→ Passage for review:
To start, he takes six stoutish 500 mm-long rods (about 20 inches in old terms) crossed over a second lot of 500 mm rods, then commences weaving using the tips of two very ﬁne 1300 mm rods in a pairing stroke. He keeps joining in similar rods as required (tip to tip or butt to butt) until the diameter of the woven circle is about 460 mm.
As the weaving progresses, Mike pulls the rods up to form a growing saucer shape, trimming off protruding ends with secateurs and ﬁnally cutting off the protruding sticks after the 460 mm size is achieved.
When the first two sets of three rods have run their course, Mike adds in a second two sets of three rods [butt to butt].
He continues the weave until the tips are reached then trims off protruding bits with secateurs. To tighten the weaving, he taps the willow down with a rapping iron. When the wale is ﬁ finished, Mike uses a ruler to check for uniform height all around. Then he puts down uprights in a “4 behind 2” border. Mike Lilian explains that a wale is the name given to a type of stroke in willow weaving that involves working three or more rods at the same time and in a deﬁ ned sequence.
“The result is a tight row of ‘ties’ rods, often three-to-six layers high, that holds other often-weaker side-weavings in position.
Fitness and strength
The photos show Mike Lilian working very forcefully—it is tough to be a weaver, pushing and pulling thick, stringy willow rods.
Ask him if his fingers and hands have natural strength or whether he has developed this, question if he needs to exercise, warm-up or uses robust techniques and he replies that he does no special exercises for strengthening. But Mike Lilian’s disclaimer about strengthening exercises is offset by his super-fitness.
“I do no special exercises for strengthening but have run or biked 80 minutes daily for the last 40 years followed by exercises such as 300 sit-ups and 100 press-ups…so I suppose that helps. Basketry is essentially sedentary and so the above regime has been rigidly followed so that I stay fit and healthy. When I spent time with the basket makers in Villaines-les-Rochers in France in 1994, I found most were idle and big-time smokers but fantastic makers nonetheless. I met only one fitness freak and we went on several runs together—a great way to get to know a stranger in a foreign land. I did get carpal tunnel numbness in both wrists and arms after 28 years of weaving, but minor surgery has fixed that.”
The most unusual items Mike makes are the willow coffins. He began weaving them 12 years ago before he had a market but has found that they have become increasingly sought-after and sells about four each year. They are most often sold to people who plan to have a natural burial, usually in a native bush setting where trees are planted over the burial mound.
Natural burial sites are available in Wellington and Motueka, with sites in New Plymouth, Wanganui, Hamilton, Dunedin, and Christchurch under consideration.
One of his first clients was an elderly nurse who planned to keep her coffin in the lounge as a coffee table until she needed it for its designated purpose. Another had terminal cancer and ordered it for her imminent death.
A woman in the North Island ordered one for her husband. It was to measure 1720 mm long (5’ 7 3/4”) but Mike mistakenly made it only 1670 mm long (5’ 5 3/4”). She decided to keep the smaller one for herself.
He has several in storage for customers but is running out of space and says he will have to make other arrangements. He sells them for $1800 plus GST and takes ten days to make one, using about 20 kg of willow.
He notes that as coffins have to actually serve the function that they are intended for, he makes sure that they are super strong, using big sticks in the frame-work around which the weaving is done. “There are no prizes for a body falling through a coffin during the service,” he says wryly.

→ Records provided:
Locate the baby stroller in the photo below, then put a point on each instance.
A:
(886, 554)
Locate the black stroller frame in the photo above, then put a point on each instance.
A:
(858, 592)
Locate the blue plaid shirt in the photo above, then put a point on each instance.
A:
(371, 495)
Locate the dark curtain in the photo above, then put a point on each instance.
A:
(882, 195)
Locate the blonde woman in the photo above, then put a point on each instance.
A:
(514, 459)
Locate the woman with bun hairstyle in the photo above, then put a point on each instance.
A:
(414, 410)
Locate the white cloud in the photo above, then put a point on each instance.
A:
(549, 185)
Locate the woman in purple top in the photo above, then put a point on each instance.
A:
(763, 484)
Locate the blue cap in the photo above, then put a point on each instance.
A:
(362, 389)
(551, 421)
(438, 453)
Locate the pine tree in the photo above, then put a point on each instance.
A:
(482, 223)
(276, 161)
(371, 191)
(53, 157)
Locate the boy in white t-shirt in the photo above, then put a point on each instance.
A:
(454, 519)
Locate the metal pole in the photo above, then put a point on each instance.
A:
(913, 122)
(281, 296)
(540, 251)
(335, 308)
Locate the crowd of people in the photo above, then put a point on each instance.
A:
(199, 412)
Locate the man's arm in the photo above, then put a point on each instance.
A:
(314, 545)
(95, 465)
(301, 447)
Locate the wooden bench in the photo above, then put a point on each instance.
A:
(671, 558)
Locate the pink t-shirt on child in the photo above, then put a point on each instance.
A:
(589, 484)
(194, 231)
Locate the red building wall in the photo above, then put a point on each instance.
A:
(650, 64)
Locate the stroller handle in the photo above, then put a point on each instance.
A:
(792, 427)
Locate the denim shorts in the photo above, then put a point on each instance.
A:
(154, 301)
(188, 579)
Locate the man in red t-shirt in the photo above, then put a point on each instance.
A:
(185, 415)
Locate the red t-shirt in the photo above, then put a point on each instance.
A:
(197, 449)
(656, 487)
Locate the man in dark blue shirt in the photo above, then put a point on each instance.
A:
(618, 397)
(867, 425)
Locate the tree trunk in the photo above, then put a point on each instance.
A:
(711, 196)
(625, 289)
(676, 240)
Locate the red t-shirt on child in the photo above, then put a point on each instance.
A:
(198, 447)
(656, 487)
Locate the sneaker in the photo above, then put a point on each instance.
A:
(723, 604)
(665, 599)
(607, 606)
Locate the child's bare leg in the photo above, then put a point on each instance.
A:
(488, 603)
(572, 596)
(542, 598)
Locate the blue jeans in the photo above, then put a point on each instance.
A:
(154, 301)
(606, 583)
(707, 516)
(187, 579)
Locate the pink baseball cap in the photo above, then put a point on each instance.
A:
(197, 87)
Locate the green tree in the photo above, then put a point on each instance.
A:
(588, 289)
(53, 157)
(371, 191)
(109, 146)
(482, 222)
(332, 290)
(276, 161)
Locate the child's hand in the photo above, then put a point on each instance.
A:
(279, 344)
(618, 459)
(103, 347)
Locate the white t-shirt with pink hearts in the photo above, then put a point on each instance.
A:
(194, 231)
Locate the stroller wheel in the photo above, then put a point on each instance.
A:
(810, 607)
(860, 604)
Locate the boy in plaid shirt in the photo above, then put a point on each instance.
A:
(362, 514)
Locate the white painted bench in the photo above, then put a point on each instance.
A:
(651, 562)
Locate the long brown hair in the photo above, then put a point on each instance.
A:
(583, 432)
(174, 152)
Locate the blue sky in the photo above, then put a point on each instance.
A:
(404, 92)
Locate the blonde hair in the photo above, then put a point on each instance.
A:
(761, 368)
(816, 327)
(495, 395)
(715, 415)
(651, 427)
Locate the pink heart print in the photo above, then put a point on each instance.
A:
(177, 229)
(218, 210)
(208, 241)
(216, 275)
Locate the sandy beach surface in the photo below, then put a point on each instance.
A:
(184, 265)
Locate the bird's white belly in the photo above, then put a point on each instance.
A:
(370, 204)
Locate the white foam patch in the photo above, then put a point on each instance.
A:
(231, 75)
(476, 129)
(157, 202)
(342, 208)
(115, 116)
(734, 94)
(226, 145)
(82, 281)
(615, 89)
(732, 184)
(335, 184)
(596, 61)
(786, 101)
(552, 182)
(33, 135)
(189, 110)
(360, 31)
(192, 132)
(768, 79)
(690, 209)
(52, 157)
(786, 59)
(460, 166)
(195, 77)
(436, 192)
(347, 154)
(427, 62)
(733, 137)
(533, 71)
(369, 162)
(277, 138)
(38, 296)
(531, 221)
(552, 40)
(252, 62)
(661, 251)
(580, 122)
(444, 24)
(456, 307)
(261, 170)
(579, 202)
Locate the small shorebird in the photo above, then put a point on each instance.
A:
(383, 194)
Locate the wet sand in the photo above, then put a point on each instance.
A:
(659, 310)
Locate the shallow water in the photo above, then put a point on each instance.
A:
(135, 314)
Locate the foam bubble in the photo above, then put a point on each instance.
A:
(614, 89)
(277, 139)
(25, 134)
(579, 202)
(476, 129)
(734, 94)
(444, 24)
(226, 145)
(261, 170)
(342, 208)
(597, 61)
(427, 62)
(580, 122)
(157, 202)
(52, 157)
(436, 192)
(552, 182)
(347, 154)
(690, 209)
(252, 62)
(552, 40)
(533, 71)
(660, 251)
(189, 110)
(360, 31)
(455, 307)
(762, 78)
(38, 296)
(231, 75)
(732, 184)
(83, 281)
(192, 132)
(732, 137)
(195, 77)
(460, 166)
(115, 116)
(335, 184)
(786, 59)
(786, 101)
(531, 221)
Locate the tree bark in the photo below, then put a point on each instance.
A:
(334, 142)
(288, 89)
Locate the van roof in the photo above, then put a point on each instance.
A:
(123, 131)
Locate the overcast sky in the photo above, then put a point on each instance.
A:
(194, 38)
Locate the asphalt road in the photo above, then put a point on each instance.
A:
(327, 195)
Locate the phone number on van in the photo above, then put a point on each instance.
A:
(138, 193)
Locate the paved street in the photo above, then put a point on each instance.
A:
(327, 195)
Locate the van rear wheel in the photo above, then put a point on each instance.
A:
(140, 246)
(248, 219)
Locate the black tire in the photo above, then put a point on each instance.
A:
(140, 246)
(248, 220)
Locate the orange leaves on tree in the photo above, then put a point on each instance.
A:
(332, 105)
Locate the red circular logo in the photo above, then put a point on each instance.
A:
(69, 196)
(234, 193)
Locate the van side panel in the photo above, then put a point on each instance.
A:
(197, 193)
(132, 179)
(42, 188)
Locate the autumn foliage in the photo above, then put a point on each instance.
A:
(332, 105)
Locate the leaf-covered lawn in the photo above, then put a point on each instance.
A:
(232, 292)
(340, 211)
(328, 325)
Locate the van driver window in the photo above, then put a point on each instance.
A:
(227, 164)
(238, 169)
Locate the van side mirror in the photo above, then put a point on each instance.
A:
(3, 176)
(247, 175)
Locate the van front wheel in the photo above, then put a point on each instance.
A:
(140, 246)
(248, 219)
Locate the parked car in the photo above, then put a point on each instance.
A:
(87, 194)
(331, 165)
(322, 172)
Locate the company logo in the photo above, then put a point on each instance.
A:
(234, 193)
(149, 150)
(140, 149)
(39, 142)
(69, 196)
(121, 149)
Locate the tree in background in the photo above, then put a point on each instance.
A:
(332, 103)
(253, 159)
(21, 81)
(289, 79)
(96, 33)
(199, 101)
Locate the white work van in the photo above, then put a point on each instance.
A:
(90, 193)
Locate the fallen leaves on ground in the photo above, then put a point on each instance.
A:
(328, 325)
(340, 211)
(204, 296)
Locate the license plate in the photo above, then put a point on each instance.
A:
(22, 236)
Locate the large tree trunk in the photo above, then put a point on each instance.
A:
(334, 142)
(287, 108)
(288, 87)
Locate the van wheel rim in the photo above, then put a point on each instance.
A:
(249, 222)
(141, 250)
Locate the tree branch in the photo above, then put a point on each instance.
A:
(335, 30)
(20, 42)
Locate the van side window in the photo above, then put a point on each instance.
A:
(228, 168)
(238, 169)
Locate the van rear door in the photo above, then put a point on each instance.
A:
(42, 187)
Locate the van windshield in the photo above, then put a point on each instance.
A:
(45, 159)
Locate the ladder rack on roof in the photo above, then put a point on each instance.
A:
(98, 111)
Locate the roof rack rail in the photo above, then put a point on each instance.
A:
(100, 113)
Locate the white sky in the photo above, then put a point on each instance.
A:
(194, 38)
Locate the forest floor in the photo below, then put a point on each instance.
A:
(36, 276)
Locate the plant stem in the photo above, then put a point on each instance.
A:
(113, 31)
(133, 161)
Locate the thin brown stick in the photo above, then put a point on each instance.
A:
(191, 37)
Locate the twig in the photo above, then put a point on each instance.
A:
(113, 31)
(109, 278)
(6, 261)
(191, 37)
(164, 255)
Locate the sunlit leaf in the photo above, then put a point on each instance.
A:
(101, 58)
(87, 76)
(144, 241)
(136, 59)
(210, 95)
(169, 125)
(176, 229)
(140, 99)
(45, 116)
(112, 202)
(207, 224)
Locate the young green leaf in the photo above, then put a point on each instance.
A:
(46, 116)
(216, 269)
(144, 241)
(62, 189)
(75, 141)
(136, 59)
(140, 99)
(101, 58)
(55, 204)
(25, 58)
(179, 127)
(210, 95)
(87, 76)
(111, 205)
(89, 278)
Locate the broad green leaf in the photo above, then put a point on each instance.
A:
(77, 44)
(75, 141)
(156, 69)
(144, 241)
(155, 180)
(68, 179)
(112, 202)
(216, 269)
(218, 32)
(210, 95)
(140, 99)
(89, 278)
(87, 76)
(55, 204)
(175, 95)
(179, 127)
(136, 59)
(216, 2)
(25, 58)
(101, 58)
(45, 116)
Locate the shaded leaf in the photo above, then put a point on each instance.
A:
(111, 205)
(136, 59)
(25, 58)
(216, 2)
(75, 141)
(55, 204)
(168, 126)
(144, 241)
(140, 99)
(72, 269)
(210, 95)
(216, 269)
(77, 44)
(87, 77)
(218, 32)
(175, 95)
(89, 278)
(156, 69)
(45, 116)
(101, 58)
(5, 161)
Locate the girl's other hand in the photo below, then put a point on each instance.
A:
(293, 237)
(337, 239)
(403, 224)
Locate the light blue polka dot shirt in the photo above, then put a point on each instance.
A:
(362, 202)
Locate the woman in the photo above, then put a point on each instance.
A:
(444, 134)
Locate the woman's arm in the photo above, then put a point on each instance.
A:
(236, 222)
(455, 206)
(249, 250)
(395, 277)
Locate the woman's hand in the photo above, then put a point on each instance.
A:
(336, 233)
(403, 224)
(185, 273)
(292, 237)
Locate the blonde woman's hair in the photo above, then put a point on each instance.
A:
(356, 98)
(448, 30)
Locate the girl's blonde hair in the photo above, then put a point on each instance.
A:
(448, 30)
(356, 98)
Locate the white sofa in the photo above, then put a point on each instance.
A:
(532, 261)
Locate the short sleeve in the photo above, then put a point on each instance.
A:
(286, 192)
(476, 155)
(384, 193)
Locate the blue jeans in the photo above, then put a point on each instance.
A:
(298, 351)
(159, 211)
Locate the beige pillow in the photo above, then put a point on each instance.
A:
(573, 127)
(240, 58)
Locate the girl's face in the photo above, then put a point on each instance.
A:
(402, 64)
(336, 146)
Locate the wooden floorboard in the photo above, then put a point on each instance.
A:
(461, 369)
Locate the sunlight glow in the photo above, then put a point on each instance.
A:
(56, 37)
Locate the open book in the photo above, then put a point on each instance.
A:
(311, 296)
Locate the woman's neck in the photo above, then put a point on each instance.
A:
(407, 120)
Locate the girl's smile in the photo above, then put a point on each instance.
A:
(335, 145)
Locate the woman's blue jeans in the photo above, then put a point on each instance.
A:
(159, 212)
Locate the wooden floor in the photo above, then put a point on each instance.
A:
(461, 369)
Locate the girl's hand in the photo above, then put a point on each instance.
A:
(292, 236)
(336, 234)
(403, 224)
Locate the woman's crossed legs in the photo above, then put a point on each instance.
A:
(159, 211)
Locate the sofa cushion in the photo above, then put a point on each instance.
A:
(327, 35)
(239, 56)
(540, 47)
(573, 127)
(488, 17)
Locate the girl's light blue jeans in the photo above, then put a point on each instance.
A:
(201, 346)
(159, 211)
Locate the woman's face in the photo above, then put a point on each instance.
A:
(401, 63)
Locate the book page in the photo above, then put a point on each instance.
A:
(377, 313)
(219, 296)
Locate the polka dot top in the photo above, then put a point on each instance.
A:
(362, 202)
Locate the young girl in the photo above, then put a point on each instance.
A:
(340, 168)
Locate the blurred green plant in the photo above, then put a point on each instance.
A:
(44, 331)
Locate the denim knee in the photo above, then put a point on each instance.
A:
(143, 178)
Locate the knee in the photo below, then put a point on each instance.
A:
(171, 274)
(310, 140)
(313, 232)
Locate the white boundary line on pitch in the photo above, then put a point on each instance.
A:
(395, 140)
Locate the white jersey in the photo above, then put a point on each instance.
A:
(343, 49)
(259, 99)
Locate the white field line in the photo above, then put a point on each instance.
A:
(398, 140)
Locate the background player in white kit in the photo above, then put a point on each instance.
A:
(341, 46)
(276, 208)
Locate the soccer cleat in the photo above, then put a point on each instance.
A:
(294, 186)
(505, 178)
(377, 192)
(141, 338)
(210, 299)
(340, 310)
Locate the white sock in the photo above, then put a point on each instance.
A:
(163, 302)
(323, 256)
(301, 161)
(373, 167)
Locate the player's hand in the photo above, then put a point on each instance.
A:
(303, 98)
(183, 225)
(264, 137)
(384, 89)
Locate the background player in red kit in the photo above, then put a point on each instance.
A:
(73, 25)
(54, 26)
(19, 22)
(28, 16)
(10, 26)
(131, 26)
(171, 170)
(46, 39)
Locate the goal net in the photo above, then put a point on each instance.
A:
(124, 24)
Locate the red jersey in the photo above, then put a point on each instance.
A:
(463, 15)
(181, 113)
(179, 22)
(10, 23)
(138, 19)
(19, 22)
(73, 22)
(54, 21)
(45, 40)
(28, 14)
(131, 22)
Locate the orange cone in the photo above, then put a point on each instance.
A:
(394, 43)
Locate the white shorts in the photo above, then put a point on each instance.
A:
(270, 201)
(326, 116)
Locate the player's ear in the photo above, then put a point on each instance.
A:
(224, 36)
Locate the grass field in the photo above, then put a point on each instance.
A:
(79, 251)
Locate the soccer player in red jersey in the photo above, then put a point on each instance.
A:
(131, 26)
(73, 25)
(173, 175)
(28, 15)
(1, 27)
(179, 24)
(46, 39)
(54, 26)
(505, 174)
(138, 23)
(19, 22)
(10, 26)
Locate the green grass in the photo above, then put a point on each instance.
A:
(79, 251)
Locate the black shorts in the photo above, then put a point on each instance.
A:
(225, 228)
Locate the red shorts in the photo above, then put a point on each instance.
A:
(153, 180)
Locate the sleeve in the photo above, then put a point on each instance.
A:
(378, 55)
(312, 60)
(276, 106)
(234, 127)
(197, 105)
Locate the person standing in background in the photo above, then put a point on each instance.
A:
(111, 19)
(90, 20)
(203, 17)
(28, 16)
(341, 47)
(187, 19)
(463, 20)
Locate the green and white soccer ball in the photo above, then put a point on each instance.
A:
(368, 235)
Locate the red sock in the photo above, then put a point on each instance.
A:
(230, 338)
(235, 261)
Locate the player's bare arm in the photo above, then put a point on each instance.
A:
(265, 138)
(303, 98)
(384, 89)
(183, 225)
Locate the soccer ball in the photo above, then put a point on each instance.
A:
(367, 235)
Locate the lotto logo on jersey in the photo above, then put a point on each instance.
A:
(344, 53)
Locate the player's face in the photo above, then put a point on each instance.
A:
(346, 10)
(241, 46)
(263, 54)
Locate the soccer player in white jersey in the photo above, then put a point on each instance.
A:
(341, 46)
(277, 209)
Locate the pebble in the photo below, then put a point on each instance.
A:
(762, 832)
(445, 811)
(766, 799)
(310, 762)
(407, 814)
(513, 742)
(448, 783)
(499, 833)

→ Required tasks:
a) In the piece on willow weaving, restate the part that opens with the words containing "When the first" and closes with "stringy willow rods.", changing "secateurs" to "pruning shears".
b) Translate this sentence from the piece on willow weaving into Spanish: "The most unusual items Mike makes are the willow coffins."

→ Solutions to each task:
a)
When the first two sets of three rods have run their course, Mike adds in a second two sets of three rods [butt to butt].
He continues the weave until the tips are reached then trims off protruding bits with pruning shears. To tighten the weaving, he taps the willow down with a rapping iron. When the wale is ﬁ finished, Mike uses a ruler to check for uniform height all around. Then he puts down uprights in a “4 behind 2” border. Mike Lilian explains that a wale is the name given to a type of stroke in willow weaving that involves working three or more rods at the same time and in a deﬁ ned sequence.
“The result is a tight row of ‘ties’ rods, often three-to-six layers high, that holds other often-weaker side-weavings in position.
Fitness and strength
The photos show Mike Lilian working very forcefully—it is tough to be a weaver, pushing and pulling thick, stringy willow rods.

b) Los artículos más inusuales que hace Mike son los ataúdes de sauce.